(Records from a dataset)
• • •
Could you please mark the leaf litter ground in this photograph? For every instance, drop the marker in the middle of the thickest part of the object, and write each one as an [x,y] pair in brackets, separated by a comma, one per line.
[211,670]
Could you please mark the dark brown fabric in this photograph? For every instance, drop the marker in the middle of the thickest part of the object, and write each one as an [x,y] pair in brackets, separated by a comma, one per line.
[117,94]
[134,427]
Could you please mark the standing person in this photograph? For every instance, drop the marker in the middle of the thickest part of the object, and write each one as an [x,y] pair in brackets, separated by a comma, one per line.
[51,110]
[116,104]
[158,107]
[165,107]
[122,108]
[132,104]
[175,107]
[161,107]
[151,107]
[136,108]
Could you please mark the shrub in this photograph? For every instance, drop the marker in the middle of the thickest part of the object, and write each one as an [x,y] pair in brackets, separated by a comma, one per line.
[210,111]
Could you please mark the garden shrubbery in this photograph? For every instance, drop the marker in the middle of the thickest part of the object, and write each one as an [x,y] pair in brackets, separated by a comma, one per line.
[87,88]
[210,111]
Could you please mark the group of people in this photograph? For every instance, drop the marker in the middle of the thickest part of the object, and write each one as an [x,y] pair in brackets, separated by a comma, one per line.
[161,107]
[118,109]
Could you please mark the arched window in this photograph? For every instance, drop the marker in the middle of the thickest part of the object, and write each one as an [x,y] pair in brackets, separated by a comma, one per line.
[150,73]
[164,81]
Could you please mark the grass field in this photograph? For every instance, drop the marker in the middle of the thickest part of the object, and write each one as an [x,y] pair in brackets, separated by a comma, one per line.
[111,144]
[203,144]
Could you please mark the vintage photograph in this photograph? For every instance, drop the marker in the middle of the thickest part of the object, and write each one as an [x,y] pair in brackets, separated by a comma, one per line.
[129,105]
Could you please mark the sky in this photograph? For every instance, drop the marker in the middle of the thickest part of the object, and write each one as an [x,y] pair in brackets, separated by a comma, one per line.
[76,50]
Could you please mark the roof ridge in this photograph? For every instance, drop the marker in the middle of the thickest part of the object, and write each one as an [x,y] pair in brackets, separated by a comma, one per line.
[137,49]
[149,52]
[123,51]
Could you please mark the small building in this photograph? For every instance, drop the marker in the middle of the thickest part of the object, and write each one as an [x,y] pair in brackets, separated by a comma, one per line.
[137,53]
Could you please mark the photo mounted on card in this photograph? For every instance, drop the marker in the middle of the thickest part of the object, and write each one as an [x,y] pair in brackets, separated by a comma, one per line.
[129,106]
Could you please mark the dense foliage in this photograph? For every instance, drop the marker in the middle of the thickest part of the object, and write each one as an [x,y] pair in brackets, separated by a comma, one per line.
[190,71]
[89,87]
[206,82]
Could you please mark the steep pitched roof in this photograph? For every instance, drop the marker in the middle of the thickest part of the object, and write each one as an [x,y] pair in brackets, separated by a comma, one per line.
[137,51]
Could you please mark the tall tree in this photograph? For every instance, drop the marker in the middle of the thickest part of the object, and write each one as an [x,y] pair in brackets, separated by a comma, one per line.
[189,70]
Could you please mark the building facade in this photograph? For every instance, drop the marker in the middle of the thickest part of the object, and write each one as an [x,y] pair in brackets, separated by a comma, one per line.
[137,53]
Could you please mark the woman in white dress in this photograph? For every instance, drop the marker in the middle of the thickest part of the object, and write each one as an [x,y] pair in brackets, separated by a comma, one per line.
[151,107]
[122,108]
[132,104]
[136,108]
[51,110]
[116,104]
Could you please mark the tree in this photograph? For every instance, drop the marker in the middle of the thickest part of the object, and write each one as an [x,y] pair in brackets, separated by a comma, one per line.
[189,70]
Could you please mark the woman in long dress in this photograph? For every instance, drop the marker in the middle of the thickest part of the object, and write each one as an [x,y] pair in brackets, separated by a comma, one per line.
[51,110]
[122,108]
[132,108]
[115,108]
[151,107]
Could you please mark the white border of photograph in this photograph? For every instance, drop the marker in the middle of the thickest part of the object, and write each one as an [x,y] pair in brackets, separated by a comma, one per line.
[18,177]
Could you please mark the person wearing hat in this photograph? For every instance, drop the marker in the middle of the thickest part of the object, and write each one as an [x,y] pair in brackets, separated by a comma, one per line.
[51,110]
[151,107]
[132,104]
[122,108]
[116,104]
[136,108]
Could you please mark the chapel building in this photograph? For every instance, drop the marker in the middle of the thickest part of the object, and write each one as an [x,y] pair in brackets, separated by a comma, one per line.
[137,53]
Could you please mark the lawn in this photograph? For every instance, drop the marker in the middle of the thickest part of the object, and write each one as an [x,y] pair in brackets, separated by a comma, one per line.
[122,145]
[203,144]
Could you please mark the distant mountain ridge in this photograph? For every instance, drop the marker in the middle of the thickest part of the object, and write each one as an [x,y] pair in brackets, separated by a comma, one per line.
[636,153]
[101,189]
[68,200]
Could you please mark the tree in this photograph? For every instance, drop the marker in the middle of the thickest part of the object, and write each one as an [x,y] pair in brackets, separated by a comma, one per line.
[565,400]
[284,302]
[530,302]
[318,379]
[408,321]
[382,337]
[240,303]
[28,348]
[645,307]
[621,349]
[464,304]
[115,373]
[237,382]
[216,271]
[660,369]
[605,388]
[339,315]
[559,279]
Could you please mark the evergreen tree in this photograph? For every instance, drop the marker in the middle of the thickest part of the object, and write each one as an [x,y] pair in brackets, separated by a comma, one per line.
• • •
*Job*
Retype exactly, please, each line from the line that contains "Could you please mark the distant" through the last line of the entries above, with nothing added.

*Output*
Could you please mark the distant mountain ridge in this photograph? For every instance, drop the marker in the middle of the thickest part of the object, and write each one as an [x,y] pair in brackets, separated by a comma, one per line.
[636,153]
[101,189]
[68,200]
Could you please mark the tree in this photograph? For every instance, drop the marker in the middle of the thickest part of the object, and write each one as an [x,y] pair in brackets, separated by a comma, one per line.
[565,400]
[284,302]
[530,302]
[318,379]
[408,321]
[382,337]
[240,303]
[28,348]
[645,307]
[621,349]
[464,304]
[115,373]
[237,382]
[216,271]
[660,369]
[605,388]
[339,315]
[559,279]
Could you please mark the evergreen tree in this photograph? For every instance, drop the marker in the middle of the thickest part of the object, and write each one as an [x,y] pair in brackets, separated by a comma, one per line.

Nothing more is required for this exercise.